> TEXT PASSAGE

It’s common knowledge that driving is one of the most dangerous activities we partake in on a daily basis. Crashes are common to see on the side of a highway or road, and many of us will be involved in a major accident in our lifetime. However, there are some serious misconceptions out there about the cause of these collisions, and what we can do to prevent them from happening.
According to a new study released by the NJ state police, common crash culprits such as speeding, drug use and drunk driving are dwarfed by the number of collisions which occur due to simple driver distraction. This includes looking down to change the radio channel, checking on your kids crying in the backseat and an all too familiar issue in the past several years: cell phone use.
By the numbers: The data analyzed by the state which was recently released deals primarily with statistics from the year 2014, though it’s likely that not much has changed. The acting director of the Division of Highway Traffic Safety, Gary Poedubick, lamented that “being distracted has almost become a way of life for us.” Here’s what the recent statistics have found:
- Reasons for Fatal Crashes: Driving inattention was a major factor in the 582 drivers who were involved in a fatal crash, with a stunning 190 of them reportedly having not been paying attention to the road at the time of the crash. This reached a five year high in 2014, and no signs point to that statistic going anywhere soon. Drunk driving was a close second in 174 of the cases, and 70 were as a result of speeding. This is also the fifth consecutive year in which the most amount of fatal crashes in the garden state were due to drivers’ inattention.

> DATA FOR THE TASK
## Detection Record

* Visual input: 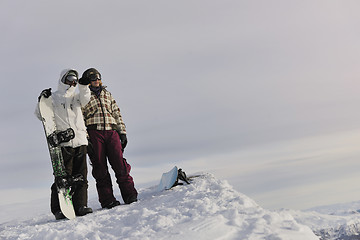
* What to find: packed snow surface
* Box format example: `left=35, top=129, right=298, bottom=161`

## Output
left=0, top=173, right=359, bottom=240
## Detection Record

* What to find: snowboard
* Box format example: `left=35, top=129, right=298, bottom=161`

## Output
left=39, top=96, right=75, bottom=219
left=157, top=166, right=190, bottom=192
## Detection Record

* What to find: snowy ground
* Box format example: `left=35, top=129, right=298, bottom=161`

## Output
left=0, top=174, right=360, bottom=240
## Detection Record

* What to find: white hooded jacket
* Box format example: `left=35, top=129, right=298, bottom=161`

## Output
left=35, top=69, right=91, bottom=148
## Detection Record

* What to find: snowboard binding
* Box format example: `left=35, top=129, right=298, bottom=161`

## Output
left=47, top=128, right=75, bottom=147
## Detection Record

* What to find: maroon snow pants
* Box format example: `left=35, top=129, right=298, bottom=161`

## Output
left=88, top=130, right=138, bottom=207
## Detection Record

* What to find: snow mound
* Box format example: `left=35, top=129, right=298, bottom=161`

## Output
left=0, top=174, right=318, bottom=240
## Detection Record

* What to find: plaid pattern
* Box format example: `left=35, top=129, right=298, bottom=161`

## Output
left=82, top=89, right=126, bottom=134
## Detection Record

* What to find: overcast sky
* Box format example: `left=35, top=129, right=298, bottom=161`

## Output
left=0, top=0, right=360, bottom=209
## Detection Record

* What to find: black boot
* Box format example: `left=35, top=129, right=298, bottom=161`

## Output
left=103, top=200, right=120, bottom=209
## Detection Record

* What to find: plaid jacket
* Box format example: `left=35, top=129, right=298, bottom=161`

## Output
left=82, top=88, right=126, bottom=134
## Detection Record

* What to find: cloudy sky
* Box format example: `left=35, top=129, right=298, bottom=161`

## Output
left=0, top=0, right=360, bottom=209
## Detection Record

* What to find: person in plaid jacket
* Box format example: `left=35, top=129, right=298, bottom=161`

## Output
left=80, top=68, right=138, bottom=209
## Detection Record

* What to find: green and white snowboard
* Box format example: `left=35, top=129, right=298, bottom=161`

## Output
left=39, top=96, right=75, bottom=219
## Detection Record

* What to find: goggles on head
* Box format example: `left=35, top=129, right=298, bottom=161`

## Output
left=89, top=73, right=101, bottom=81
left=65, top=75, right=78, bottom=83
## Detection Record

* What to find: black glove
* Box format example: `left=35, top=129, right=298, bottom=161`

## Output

> COMPLETE THE FOLLOWING
1) According to the distracted driving article, how many of the 582 drivers involved in a fatal crash were reportedly not paying attention to the road?
2) Find each line of the records that contains the word "white", and copy those lines out. Case counts.
The distracted driving article and the records are unrelated to each other.

> SOLUTION SET
1) 190

2)
* What to find: white hooded jacket
* What to find: green and white snowboard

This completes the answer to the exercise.